EXTRAIT FOURNI

SUR LA VALEUR HISTORIQUE

DE LA CHRONIQUE RIMÉE DE LA GUERRE

DE GRIMBERGHE.

L'un des plus anciens monumens de notre littérature nationale est la Chronique rimée de la guerre de Grimberghe, composée en partie par un écrivain du XIIIe siècle, en partie par un continuateur qui, comme il le dit lui-même, vivait

vers 1400.

La plupart des historiens modernes ont parlé de cette Chronique; tous s'accordent à dire qu'elle renferme une foule d'erreurs, de détails fabuleux et d'anachronismes; mais un d'eux, l'auteur des Trophées de Brabant, est allé beaucoup plus loin, et a relégué parmi les fables l'histoire tout entière de cette longue guerre.

MATÉRIEL FOURNI
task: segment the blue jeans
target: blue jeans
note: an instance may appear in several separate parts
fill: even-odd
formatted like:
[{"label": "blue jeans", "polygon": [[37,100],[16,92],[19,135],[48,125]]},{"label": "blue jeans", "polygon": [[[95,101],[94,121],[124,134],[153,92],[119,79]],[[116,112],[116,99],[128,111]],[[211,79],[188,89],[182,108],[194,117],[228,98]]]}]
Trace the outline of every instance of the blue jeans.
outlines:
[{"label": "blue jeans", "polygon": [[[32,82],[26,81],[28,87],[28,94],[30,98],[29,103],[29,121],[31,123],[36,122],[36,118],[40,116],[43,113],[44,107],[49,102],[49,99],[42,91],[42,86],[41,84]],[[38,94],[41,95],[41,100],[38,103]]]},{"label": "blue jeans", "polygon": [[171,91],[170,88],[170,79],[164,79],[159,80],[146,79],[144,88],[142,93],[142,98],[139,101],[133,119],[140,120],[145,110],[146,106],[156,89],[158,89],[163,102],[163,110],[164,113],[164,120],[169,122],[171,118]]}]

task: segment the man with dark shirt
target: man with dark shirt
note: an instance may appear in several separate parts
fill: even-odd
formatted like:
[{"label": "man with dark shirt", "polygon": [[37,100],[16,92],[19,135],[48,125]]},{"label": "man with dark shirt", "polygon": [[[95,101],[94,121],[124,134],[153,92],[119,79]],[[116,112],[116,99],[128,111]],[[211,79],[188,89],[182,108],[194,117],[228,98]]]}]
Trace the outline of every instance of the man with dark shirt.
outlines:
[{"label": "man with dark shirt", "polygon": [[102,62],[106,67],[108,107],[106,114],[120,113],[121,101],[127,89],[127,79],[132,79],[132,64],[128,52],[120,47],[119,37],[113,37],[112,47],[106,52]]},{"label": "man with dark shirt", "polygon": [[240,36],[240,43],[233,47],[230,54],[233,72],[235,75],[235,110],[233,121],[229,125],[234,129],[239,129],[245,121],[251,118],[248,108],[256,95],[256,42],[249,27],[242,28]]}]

TRAVAIL DEMANDÉ
1. D'après l'extrait sur la Chronique rimée de la guerre de Grimberghe, comment sait-on que le continuateur de cette chronique vivait vers 1400 ?
2. Poursuivez l'extrait sur la Chronique rimée de la guerre de Grimberghe après sa dernière phrase.

CORRIGÉ
1. On le sait parce que le continuateur le dit lui-même.

2.
J'ai pensé, Messieurs, que l'examen de cet ouvrage et de l'événement qui y est rapporté, entrait dans les travaux auxquels se livre notre société ; j'ai fait cet examen et je viens ap

peler votre attention sur le résultat des recherches auxquelles je me suis livré à ce sujet, recherches toutefois qui ne sauraient être qu'incomplètes, parce qu'elles exigent beaucoup de temps, et que je n'ai pu y consacrer que quelques rares instans de loisir.

Je commencerai par vous présenter un aperçu très-succinct des faits tels qu'ils sont rapportés dans la Chronique ; j'examinerai ensuite la valeur historique de ce récit, et enfin la question de savoir si la guerre de Grimberghe doit être mise au rang des fables, comme le pense Butkens, ou si cette guerre a eu lieu réellement.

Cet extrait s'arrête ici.